ASSIGNMENT
An exact, complete copy of the entries that follow is needed.

** AVAILABLE RECORDS follows **

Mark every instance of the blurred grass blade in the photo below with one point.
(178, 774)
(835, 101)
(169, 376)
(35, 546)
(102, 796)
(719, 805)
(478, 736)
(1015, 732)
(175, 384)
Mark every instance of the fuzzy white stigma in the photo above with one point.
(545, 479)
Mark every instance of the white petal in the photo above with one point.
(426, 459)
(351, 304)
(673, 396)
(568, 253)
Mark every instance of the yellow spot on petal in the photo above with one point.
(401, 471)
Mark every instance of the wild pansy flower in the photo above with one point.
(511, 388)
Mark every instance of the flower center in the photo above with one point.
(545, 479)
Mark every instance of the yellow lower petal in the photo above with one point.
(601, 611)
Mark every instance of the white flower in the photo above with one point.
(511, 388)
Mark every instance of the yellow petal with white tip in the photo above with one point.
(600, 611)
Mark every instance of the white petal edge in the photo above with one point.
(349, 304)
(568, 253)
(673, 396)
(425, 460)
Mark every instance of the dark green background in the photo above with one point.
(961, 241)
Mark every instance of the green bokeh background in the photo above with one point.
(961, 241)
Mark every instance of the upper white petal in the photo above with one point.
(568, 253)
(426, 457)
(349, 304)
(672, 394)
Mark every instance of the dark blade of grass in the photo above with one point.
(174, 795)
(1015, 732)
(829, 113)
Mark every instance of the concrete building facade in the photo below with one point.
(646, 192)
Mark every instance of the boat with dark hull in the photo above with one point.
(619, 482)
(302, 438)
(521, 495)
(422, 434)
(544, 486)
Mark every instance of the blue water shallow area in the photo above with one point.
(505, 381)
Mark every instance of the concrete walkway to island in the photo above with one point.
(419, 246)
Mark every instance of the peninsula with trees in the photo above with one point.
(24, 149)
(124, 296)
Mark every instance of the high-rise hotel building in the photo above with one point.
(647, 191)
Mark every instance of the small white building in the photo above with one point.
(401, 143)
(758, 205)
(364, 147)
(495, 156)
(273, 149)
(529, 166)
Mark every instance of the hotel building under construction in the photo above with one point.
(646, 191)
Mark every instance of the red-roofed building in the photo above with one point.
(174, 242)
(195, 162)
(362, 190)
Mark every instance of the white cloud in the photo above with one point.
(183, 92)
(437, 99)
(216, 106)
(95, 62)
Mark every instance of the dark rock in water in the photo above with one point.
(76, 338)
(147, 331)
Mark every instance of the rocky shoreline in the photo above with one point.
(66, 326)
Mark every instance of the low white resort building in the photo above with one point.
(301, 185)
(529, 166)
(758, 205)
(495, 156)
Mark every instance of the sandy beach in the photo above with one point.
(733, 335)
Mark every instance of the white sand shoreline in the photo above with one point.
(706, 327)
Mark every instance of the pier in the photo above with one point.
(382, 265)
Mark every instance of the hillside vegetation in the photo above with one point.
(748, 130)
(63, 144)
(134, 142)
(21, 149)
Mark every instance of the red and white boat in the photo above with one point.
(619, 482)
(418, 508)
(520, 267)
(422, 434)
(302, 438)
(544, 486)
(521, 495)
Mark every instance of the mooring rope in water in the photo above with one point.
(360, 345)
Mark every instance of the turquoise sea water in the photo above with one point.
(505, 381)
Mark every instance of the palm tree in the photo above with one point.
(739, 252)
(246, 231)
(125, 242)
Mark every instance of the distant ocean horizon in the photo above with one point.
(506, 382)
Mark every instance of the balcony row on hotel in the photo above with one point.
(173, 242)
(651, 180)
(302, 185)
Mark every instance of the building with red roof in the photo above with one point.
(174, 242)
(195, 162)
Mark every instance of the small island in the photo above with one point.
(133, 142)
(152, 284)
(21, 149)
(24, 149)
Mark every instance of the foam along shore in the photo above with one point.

** End of AVAILABLE RECORDS **

ANSWER TO THIS EXERCISE
Mark every instance of the blurred grass blade in the photo below with one point.
(178, 774)
(835, 101)
(169, 376)
(35, 546)
(102, 796)
(719, 805)
(478, 736)
(1015, 732)
(175, 384)
Mark every instance of the fuzzy white stigma in the photo above with one point.
(545, 479)
Mark every instance of the white petal in the photo above with one point.
(426, 459)
(351, 304)
(673, 396)
(568, 253)
Mark every instance of the yellow spot on petal in the photo above with one point.
(401, 471)
Mark every instance of the wild pansy flower in the photo above with one point.
(511, 388)
Mark every instance of the flower center in the photo above with one point.
(545, 479)
Mark every instance of the yellow lower petal in the photo above with one point.
(601, 611)
Mark every instance of the white flower in the photo above with one point.
(511, 388)
Mark every instance of the yellow petal with white tip in the photo above with one point.
(600, 611)
Mark every instance of the white petal edge in the photo above with one point.
(349, 304)
(568, 253)
(673, 396)
(425, 460)
Mark every instance of the dark green background in the photo above with one point.
(961, 241)
Mark every instance of the green bokeh background in the photo above with one point.
(961, 241)
Mark every instance of the upper white petal in the photo above with one point.
(568, 253)
(426, 457)
(349, 304)
(672, 394)
Mark every instance of the dark blade of grass in the photo above with one point.
(174, 795)
(1015, 732)
(829, 113)
Mark every instance of the concrete building facade in the photo below with one point.
(646, 192)
Mark every instance of the boat with dark hull in the photo above with one point.
(619, 482)
(302, 438)
(521, 495)
(422, 434)
(544, 486)
Mark every instance of the blue water shallow area in the photo above with one point.
(505, 381)
Mark every instance of the concrete walkway to island in the photo above with one point.
(419, 246)
Mark every instance of the peninsula with trees in the photo above with one point.
(24, 149)
(124, 296)
Mark every instance of the high-rise hotel building in the photo above with one point.
(647, 191)
Mark every instance of the small white building in the photo above with one point.
(401, 143)
(758, 205)
(364, 147)
(495, 156)
(273, 149)
(529, 166)
Mark every instance of the hotel building under construction in the photo above with one point.
(646, 191)
Mark every instance of the red-roofed building in the photo above with one point.
(174, 242)
(195, 162)
(362, 190)
Mark every instance of the white cloud in the photo above with one point.
(183, 92)
(437, 99)
(216, 106)
(95, 62)
Mark every instance of the dark rock in water in the photo above with one point.
(76, 338)
(147, 331)
Mark every instance of the rocky shoreline in the photo above with one point.
(66, 326)
Mark every instance of the low white resort building in the photo above with one point.
(301, 185)
(529, 166)
(758, 205)
(495, 156)
Mark every instance of the sandy beach in the photo above with one point.
(733, 335)
Mark every instance of the white sand shoreline in the photo above with one point.
(706, 327)
Mark every instance of the pier in the photo above with one point.
(382, 265)
Mark every instance of the hillside vegetation in the photo above with one point.
(748, 130)
(63, 144)
(134, 142)
(21, 149)
Mark every instance of the red and white boat in the photo above with one point.
(619, 482)
(418, 508)
(520, 267)
(422, 434)
(302, 438)
(544, 486)
(521, 495)
Mark every instance of the mooring rope in water in the photo above with one point.
(360, 345)
Mark every instance of the turquoise sea water in the photo above with one point.
(505, 381)
Mark every instance of the palm tree in the photo above with one point.
(739, 252)
(246, 231)
(125, 242)
Mark every instance of the distant ocean horizon in the photo above with one point.
(506, 382)
Mark every instance of the balcony row on hotel in the photo above with one point.
(173, 242)
(651, 180)
(302, 185)
Mark every instance of the building with red roof in the photo above with one point.
(174, 242)
(195, 162)
Mark every instance of the small island in the photo above with one point.
(133, 142)
(152, 284)
(21, 149)
(24, 149)
Mark every instance of the foam along shore in the photo above with one point.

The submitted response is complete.